> _Exercise instructions_:
Rewrite the lines from the one containing "Task: Where can the baseboard" through the end of the listing, changing "baseboard trim" to "skirting board" and leaving everything else as it is.

(Dataset excerpts on pointing at objects)
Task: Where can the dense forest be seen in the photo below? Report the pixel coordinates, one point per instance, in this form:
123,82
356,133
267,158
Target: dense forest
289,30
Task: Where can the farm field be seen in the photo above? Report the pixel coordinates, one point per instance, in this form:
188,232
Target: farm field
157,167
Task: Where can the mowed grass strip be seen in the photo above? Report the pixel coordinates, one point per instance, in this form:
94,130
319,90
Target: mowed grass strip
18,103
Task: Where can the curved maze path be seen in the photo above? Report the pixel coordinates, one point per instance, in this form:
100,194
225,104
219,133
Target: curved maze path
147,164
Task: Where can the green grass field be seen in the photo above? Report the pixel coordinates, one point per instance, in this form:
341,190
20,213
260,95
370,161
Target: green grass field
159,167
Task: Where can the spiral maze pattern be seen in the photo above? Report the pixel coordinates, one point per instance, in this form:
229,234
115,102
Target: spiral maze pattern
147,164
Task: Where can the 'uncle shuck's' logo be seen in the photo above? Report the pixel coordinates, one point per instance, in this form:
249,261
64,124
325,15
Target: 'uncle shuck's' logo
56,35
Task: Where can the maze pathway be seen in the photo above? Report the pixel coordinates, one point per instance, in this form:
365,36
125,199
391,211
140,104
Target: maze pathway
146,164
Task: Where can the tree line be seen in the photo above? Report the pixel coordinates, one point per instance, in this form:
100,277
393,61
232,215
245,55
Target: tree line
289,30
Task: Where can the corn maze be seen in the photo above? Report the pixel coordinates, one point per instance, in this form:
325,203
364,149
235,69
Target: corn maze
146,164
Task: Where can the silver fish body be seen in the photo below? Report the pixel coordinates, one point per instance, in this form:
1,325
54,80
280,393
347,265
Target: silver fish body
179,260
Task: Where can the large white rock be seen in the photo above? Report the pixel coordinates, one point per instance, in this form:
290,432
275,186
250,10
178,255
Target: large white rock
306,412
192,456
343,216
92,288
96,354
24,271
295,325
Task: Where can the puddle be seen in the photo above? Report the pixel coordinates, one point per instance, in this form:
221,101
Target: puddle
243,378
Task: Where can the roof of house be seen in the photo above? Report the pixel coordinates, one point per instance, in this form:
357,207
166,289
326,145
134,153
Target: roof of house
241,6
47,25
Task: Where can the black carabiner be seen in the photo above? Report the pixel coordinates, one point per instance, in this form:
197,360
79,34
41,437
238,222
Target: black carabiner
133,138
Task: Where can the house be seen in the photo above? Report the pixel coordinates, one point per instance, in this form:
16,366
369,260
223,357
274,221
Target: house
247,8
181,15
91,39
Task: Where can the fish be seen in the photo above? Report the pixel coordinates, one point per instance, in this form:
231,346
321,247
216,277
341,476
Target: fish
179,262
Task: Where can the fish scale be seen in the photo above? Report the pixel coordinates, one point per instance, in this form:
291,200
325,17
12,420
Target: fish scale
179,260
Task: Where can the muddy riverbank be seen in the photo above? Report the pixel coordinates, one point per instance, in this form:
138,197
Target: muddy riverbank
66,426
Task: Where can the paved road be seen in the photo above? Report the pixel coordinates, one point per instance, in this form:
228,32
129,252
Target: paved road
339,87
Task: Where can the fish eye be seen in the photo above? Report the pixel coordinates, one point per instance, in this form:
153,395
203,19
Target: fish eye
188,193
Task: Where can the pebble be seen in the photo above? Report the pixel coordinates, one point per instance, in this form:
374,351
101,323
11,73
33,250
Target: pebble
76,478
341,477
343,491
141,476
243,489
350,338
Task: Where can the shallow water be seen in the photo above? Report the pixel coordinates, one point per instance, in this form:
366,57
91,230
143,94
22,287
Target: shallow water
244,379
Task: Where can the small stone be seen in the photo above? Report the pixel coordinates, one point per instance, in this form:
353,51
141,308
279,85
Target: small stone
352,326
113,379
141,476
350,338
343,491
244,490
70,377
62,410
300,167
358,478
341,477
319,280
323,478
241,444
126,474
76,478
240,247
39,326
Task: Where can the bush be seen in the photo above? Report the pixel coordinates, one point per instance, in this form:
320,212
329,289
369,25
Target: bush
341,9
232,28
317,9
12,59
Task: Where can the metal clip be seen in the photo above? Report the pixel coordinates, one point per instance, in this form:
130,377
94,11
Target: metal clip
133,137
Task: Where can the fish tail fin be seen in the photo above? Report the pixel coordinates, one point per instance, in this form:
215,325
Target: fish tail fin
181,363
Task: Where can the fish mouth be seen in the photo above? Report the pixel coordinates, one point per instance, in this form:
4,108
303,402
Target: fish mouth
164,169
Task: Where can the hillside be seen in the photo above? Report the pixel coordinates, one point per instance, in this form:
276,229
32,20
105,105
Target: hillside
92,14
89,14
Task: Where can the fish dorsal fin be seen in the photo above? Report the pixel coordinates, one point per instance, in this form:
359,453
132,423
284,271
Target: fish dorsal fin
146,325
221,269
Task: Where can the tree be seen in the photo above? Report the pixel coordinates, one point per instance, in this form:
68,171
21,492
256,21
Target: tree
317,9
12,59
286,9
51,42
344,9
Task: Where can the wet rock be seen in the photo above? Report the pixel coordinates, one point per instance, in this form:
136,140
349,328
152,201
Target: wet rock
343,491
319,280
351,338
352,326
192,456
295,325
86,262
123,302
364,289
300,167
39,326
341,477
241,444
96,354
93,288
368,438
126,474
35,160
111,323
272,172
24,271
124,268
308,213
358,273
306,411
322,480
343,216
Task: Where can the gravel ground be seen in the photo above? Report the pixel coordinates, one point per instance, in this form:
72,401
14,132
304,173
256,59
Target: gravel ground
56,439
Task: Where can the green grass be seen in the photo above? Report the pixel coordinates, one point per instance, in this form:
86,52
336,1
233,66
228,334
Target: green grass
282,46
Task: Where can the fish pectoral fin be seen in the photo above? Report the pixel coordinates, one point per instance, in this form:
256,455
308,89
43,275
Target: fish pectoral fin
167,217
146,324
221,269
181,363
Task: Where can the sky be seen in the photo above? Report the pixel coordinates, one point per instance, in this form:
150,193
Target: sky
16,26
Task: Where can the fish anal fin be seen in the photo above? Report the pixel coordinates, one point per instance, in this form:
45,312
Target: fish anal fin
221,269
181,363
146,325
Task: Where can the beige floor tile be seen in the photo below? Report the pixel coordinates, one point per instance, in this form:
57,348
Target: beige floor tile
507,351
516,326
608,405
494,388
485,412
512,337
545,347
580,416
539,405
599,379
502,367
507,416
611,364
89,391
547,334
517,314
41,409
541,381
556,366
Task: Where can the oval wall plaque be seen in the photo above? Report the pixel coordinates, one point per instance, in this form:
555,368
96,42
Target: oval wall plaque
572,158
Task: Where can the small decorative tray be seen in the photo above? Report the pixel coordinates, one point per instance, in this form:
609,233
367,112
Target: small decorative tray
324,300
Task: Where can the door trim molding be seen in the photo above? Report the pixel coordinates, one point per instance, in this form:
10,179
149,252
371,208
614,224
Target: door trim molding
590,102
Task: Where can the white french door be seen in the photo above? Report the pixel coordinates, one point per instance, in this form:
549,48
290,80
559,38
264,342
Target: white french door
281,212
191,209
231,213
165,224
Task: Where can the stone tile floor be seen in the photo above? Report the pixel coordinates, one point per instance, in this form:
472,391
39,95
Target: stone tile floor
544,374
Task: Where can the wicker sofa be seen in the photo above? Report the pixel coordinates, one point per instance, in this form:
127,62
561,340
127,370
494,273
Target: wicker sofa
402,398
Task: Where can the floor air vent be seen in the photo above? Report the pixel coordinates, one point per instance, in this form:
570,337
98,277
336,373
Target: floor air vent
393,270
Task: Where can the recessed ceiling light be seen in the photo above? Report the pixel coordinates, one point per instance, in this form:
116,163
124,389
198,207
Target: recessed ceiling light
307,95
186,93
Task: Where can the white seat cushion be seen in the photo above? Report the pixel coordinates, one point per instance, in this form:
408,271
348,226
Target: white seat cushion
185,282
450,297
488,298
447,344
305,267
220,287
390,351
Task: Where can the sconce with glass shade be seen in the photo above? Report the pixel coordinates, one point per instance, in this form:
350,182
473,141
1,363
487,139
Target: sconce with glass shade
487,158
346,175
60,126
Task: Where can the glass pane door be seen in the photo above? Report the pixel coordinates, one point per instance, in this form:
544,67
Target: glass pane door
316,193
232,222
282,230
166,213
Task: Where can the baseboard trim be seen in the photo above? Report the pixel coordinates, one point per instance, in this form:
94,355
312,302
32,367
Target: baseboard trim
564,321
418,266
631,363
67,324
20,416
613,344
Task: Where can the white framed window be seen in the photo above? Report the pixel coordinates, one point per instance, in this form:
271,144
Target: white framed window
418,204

> _Result of this task_:
Task: Where can the skirting board be seen in the photo above? Report the pixel coordinates, one point per instance, in this form:
94,355
312,302
32,367
Target: skirting board
564,321
418,266
631,363
67,324
20,416
613,344
Task: Where can the white framed window be seen in the photo above? Report the pixel coordinates, one point per instance, in this form:
271,144
Target: white framed window
418,204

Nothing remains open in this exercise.